■ Excerpt to read
:::::

Agentic AI refers to systems that are capable of perceiving their environment, setting or interpreting goals, making decisions, and executing actions with limited human intervention. This represents a shift from traditional rule-based systems, that just react to prompts like traditional or generative AI.
In the payments context, this distinction is critical. An agentic AI system might not merely recommend a payment action but initiate, schedule, route, or block transactions autonomously. There are several plausible use cases for agentic AI within the UK payments ecosystem. Most notably would be integration of payments into agentic commerce, which would allow for AI agents to scan for goods or services, select an appropriate one within the parameters provided, and crucially execute the payment transaction. An AI agent could also dynamically select the most appropriate payment rail, such as Faster Payments, CHAPS, or card-based payments, based on transaction value, urgency, fraud risk, or cost considerations.
In the absence of specific regulations on agentic payments, the deployment of agentic AI in payments must be assessed against the existing UK regulatory framework. Below is a non-exhaustive list of the key regulatory hurdles that will need to be overcome for agentic AI to be used confidently for payments:
Regulatory Status & Licensing
Perhaps most crucially will be determining whether the AI systems or their operators need payment-specific licensing. Systems which simply store or pass on payment instrument details to merchants may not require any authorisation, but may need to comply with data protection requirements. On the other hand, systems that can initiate payments on behalf of payers or have an integrated wallet holding funds may be viewed as performing a regulated financial service. If the regulator determines the AI system is carrying out a regulated financial service, then the question is who exactly requires the licensing; whether the platform provider, the operator or another institution involved in the structure.

:::::

■ Material provided
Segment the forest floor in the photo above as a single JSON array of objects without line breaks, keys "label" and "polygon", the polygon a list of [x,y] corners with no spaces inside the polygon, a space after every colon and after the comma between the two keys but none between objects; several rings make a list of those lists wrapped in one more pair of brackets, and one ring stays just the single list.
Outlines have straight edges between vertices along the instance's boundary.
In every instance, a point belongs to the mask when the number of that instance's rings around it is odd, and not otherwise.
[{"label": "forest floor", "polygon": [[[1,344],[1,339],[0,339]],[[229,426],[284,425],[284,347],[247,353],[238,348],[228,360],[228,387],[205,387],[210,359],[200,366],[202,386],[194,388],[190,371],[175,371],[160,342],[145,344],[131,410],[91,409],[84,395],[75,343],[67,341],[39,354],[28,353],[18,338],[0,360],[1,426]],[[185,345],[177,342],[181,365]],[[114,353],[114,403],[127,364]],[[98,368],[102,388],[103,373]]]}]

:::::

■ Exercise requirements
1 > According to the text on agentic AI in payments, on what factors could an AI agent base its choice of payment rail? List all of them.
2 > Reproduce the part of the text on agentic AI in payments from "In the payments" up to and including "or cost considerations.".
The lines are separate material, unrelated to the text on agentic AI in payments.

■ Answers for the exercise
1 > transaction value, urgency, fraud risk, cost considerations

2 >
In the payments context, this distinction is critical. An agentic AI system might not merely recommend a payment action but initiate, schedule, route, or block transactions autonomously. There are several plausible use cases for agentic AI within the UK payments ecosystem. Most notably would be integration of payments into agentic commerce, which would allow for AI agents to scan for goods or services, select an appropriate one within the parameters provided, and crucially execute the payment transaction. An AI agent could also dynamically select the most appropriate payment rail, such as Faster Payments, CHAPS, or card-based payments, based on transaction value, urgency, fraud risk, or cost considerations.